▶ The problem:
List each line of the data that holds the word "positive".

▶ Provided information:
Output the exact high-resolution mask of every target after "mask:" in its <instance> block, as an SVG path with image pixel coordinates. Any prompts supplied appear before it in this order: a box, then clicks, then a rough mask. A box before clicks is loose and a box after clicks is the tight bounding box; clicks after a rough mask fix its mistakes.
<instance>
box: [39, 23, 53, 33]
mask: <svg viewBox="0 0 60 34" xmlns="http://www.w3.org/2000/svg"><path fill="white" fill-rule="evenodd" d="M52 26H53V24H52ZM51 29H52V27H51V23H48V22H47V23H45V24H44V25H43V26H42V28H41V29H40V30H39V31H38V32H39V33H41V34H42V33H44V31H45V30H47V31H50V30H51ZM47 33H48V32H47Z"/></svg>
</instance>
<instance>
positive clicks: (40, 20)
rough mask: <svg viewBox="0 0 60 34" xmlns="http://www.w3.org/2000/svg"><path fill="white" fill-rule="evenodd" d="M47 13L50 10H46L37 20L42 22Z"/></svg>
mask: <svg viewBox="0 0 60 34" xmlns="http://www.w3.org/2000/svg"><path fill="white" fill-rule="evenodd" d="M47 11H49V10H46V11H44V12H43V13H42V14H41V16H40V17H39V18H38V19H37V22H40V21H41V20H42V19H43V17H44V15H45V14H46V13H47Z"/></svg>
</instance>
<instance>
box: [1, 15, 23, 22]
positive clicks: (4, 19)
--
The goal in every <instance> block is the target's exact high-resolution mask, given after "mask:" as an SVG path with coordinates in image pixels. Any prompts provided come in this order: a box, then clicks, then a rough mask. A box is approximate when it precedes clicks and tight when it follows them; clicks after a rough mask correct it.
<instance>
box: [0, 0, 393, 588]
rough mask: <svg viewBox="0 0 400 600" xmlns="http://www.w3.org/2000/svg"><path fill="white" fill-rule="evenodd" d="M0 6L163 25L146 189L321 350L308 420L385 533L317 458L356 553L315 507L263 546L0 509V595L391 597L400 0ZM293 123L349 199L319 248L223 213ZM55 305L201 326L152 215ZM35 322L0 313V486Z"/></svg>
==
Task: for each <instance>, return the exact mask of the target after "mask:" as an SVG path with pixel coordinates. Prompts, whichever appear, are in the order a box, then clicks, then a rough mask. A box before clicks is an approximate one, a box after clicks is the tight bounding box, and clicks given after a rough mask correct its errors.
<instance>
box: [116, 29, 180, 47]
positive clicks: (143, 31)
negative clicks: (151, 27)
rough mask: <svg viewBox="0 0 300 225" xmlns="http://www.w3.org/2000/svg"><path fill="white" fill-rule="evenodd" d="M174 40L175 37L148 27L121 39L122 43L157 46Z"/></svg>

▶ Expected answer:
positive clicks: (40, 20)
positive clicks: (4, 19)
positive clicks: (143, 31)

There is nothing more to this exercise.